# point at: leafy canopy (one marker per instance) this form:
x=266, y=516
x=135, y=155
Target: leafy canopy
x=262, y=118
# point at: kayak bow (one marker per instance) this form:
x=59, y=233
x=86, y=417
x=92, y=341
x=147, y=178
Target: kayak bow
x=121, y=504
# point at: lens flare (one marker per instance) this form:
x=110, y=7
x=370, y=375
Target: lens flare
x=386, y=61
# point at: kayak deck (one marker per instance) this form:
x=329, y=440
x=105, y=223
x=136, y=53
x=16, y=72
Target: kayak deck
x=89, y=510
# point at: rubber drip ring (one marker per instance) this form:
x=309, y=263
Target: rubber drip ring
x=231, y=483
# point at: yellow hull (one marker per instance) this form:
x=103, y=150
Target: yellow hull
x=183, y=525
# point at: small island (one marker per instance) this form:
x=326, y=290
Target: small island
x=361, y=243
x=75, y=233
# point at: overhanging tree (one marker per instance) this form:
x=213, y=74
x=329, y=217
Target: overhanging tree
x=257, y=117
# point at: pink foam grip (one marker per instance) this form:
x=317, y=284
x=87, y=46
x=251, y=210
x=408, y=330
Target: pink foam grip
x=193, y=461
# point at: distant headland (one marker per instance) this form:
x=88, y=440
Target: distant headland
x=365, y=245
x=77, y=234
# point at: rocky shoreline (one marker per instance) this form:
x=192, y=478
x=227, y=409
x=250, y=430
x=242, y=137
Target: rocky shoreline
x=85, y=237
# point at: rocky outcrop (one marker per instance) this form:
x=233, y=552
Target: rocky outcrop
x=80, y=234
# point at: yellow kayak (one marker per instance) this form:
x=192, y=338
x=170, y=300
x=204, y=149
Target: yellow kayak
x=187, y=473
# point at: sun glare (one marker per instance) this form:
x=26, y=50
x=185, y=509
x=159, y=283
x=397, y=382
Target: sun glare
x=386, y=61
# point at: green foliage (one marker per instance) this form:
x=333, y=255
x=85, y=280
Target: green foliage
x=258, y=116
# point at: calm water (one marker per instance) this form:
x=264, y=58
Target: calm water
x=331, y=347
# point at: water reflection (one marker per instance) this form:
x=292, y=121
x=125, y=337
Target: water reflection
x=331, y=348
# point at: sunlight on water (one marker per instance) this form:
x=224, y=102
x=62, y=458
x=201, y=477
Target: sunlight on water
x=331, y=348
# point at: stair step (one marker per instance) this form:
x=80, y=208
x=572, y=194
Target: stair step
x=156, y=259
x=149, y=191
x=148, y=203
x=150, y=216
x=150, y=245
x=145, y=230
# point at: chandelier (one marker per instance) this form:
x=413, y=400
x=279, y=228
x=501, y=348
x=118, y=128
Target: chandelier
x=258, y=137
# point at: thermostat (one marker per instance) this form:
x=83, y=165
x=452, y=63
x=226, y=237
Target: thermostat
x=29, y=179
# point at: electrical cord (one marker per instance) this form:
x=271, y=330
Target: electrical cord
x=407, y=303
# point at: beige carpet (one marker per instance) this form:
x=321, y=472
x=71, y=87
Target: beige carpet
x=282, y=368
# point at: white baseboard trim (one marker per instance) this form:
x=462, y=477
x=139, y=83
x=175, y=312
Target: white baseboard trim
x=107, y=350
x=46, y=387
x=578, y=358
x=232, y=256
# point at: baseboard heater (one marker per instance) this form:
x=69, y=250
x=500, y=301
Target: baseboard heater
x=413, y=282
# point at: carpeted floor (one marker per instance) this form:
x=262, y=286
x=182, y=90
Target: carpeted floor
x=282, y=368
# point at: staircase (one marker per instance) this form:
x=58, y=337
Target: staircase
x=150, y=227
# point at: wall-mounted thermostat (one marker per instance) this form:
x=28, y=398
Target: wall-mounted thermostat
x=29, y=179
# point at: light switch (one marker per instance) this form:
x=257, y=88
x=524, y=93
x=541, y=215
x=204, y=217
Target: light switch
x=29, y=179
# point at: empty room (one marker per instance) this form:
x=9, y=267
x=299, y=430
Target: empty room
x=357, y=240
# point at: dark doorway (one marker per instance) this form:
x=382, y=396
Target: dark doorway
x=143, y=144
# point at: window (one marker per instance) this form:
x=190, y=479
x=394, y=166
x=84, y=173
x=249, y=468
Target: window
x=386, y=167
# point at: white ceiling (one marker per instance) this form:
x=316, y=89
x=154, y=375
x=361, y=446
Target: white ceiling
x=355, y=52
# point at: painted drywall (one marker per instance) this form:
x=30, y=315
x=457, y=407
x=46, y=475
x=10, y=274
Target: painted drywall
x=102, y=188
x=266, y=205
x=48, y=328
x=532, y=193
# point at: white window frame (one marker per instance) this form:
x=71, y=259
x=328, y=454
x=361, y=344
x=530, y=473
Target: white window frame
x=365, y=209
--
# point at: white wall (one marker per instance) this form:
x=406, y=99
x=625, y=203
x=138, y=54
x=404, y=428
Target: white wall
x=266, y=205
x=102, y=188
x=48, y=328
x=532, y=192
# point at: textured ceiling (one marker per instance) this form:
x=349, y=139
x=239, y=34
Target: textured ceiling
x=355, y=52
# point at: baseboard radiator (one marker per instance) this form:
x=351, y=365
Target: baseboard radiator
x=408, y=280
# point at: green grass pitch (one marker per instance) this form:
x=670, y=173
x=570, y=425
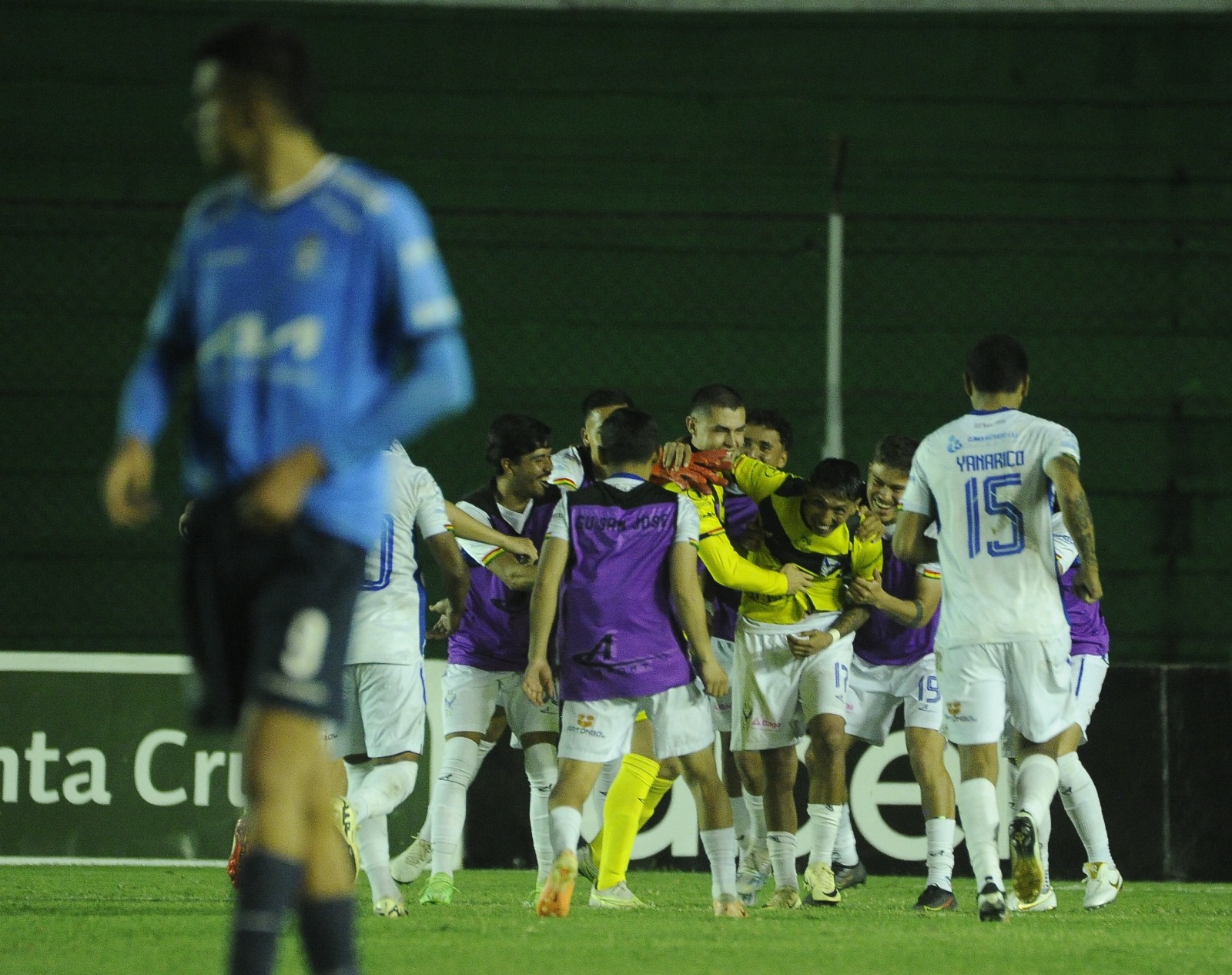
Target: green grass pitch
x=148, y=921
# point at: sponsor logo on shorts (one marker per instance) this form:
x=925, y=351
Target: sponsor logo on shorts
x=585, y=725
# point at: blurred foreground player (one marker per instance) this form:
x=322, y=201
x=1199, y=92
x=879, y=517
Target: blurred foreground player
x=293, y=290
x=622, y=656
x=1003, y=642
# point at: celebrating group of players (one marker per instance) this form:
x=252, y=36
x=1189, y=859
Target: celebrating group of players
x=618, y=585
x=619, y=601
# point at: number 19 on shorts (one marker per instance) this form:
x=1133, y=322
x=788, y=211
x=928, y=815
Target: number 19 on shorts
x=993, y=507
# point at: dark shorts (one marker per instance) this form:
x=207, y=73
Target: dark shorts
--
All that is needed is the exact run of lines above from the line containing "Target: kayak bow" through the line containing "# point at: yellow kayak", both of them included.

Target: kayak bow
x=121, y=504
# point at: lens flare (one marker per instance) this form:
x=110, y=7
x=370, y=375
Target: lens flare
x=386, y=61
# point at: kayak deck (one marker per instance) this form:
x=329, y=440
x=105, y=223
x=136, y=53
x=16, y=72
Target: kayak deck
x=89, y=510
# point at: rubber drip ring (one marker per instance) this form:
x=309, y=263
Target: rubber drip ring
x=231, y=483
# point at: yellow hull (one marker per instance) this form:
x=103, y=150
Target: yellow hull
x=183, y=525
# point at: small island (one marker per instance) this form:
x=326, y=290
Target: small island
x=361, y=243
x=75, y=233
# point at: overhanging tree (one marker per instance) this form:
x=213, y=74
x=329, y=217
Target: overhanging tree
x=257, y=117
# point at: pink foam grip (one marker per instance) this form:
x=317, y=284
x=87, y=46
x=251, y=210
x=408, y=330
Target: pink foam grip
x=193, y=461
# point at: distant headland (one marker per instance) this form:
x=88, y=440
Target: distant headland
x=365, y=245
x=77, y=234
# point at: rocky shoreline (one marker per instance) this form:
x=192, y=478
x=227, y=409
x=250, y=430
x=242, y=137
Target: rocky shoreline
x=85, y=237
# point at: rocky outcrop (one marker per instance) this form:
x=233, y=552
Target: rocky outcrop
x=80, y=234
# point at: yellow kayak (one marker per instance) this form:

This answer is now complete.